Task inputs:
════
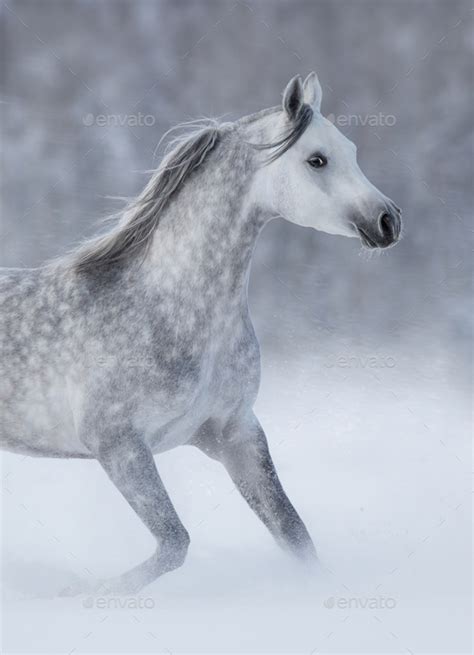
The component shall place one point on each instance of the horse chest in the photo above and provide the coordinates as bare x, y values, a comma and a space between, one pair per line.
224, 371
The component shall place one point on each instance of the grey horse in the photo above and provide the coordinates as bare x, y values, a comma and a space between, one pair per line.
140, 339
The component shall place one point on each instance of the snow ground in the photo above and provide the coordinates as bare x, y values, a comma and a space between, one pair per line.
375, 456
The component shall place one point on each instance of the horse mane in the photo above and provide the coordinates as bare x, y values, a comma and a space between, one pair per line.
134, 230
138, 222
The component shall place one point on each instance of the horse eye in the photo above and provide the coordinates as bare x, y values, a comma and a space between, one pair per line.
317, 161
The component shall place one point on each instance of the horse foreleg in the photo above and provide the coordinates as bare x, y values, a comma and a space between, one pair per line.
243, 450
131, 467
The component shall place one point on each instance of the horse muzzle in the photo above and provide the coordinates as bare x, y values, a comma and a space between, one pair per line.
382, 232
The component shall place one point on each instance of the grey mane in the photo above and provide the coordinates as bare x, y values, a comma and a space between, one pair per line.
141, 218
133, 232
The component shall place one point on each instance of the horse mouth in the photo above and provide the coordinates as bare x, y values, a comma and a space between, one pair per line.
366, 240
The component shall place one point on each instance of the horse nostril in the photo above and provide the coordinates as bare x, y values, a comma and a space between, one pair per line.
386, 225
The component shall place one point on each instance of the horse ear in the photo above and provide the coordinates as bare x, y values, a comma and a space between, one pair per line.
312, 91
293, 97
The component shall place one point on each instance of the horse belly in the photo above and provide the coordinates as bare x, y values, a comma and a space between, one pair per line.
37, 419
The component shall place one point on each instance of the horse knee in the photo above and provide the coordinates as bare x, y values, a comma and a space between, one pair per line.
174, 549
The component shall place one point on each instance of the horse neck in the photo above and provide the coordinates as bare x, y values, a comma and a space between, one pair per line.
203, 246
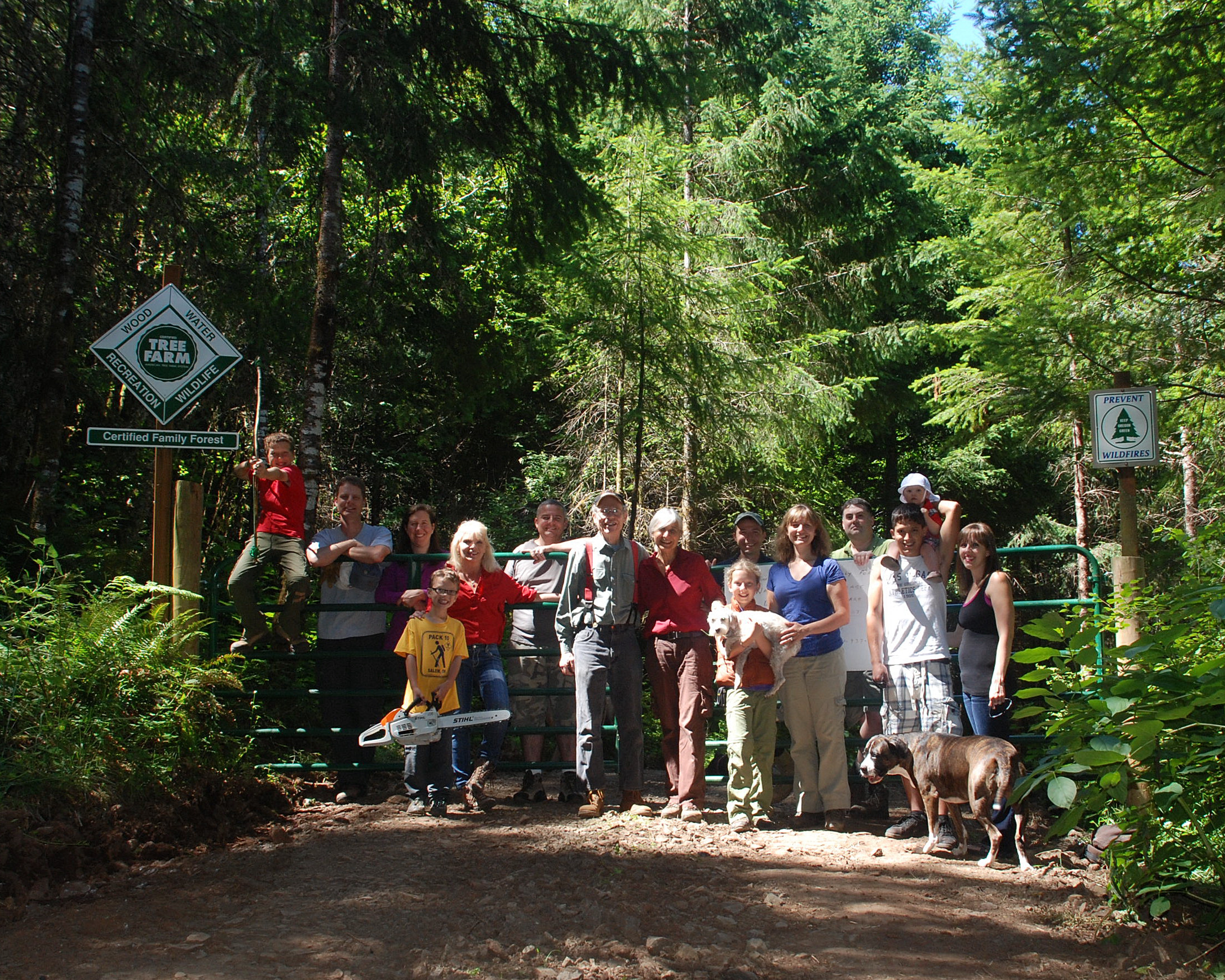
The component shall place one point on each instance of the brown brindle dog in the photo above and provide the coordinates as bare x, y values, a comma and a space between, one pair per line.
974, 770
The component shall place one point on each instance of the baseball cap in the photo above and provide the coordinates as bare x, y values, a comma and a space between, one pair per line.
607, 493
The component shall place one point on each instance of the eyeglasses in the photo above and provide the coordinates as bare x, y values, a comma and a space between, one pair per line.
1002, 710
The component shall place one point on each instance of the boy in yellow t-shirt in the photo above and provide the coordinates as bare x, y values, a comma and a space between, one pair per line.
433, 647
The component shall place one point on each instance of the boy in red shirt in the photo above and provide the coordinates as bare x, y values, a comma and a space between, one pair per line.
278, 539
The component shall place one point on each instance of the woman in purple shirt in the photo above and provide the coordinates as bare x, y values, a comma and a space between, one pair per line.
809, 590
406, 588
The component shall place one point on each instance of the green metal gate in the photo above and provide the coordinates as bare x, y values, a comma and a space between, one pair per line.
274, 705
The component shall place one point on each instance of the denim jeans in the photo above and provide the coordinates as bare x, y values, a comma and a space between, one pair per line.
978, 708
481, 671
608, 657
428, 770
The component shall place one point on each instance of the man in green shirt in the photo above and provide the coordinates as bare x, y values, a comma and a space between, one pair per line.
863, 544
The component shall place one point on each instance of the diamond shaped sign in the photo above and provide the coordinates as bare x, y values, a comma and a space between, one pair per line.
167, 353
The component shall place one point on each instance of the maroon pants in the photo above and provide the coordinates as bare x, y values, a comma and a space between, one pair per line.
682, 686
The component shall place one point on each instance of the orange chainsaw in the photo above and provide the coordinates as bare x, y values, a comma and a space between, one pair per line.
425, 727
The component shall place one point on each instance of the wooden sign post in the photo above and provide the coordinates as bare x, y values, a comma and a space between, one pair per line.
163, 483
1125, 435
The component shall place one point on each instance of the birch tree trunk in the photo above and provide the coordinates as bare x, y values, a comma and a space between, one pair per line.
1190, 483
65, 261
327, 274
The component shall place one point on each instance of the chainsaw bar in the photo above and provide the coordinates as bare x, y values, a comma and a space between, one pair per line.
424, 727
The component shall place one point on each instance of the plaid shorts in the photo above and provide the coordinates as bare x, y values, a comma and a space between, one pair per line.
537, 711
919, 697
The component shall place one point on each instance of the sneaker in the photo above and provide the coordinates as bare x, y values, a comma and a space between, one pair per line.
570, 793
836, 821
595, 805
912, 825
634, 804
247, 645
532, 791
476, 791
946, 835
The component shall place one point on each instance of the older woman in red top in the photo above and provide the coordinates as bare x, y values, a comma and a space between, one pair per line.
484, 592
676, 586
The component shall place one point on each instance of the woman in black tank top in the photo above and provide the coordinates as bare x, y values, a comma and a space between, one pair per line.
988, 622
984, 639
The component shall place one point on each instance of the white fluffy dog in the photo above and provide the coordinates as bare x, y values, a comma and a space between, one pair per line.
736, 628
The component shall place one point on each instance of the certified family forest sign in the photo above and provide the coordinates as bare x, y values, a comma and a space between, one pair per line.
167, 353
1125, 428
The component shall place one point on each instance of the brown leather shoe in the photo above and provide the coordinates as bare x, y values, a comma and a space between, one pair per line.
595, 805
634, 804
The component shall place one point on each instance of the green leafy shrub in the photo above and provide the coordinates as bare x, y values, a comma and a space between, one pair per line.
1138, 740
98, 698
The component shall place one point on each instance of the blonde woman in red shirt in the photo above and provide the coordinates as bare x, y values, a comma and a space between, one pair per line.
484, 592
676, 586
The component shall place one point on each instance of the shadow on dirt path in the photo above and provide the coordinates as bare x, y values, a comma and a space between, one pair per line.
367, 892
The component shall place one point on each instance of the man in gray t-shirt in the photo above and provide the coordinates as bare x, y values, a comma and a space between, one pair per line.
534, 629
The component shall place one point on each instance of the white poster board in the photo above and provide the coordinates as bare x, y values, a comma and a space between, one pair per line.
856, 633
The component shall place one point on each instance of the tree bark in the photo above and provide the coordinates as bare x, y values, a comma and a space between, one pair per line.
1080, 495
65, 260
1190, 483
327, 274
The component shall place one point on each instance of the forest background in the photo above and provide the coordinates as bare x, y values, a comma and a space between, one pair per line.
722, 255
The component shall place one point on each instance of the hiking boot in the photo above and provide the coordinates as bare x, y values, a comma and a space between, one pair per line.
836, 821
634, 804
532, 791
248, 645
293, 645
570, 793
476, 794
595, 805
946, 835
912, 825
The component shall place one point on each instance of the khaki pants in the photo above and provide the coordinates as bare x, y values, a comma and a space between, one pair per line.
289, 555
814, 708
751, 731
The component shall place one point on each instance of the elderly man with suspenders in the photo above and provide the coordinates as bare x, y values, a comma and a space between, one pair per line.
597, 624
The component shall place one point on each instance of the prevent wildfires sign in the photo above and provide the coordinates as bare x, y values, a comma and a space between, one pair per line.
167, 353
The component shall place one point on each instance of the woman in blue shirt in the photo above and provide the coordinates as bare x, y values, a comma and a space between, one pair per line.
809, 590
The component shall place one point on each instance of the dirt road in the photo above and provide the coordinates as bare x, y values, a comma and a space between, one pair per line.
367, 892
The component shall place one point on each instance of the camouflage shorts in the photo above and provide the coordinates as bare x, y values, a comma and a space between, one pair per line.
542, 710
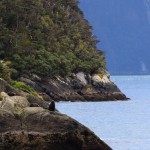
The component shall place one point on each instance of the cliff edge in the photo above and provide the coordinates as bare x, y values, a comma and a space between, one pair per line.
28, 125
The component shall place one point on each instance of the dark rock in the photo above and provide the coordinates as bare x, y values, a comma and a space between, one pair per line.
37, 128
34, 105
52, 106
34, 100
5, 87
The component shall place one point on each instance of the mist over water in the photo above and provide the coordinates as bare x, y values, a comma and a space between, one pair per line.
124, 125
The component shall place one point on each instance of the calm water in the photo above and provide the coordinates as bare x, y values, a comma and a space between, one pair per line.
122, 125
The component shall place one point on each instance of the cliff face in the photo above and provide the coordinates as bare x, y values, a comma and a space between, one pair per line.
78, 87
50, 46
26, 127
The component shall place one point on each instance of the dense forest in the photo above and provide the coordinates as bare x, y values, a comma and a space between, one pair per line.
47, 38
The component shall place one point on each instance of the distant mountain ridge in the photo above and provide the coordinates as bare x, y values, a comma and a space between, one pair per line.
124, 30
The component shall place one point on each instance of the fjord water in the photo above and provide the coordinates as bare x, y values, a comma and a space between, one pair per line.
124, 125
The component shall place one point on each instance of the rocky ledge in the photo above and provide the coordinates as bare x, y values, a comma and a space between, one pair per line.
27, 123
78, 87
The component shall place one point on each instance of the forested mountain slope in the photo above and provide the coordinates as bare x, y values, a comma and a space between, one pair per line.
47, 38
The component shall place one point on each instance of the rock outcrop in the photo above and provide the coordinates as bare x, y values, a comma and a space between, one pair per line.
23, 127
78, 87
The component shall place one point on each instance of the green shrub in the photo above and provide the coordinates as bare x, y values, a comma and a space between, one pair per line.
22, 86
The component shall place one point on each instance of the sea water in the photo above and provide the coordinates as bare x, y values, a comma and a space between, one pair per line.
123, 125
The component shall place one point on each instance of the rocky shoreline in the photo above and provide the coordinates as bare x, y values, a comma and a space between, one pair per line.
26, 126
27, 122
78, 87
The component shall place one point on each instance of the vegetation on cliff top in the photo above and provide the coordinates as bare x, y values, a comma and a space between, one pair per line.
47, 37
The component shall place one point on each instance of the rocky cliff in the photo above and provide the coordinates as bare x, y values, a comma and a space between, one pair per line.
28, 125
78, 87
════
Brief: The "the rocky cliff" line through the last line above: set these down exactly and add nothing else.

Reply to the task:
The component shall place one point on each instance of the rocky cliff in the photo above and provide the coordinates as bare x, y values, a comma and a space between, one pair per line.
28, 125
78, 87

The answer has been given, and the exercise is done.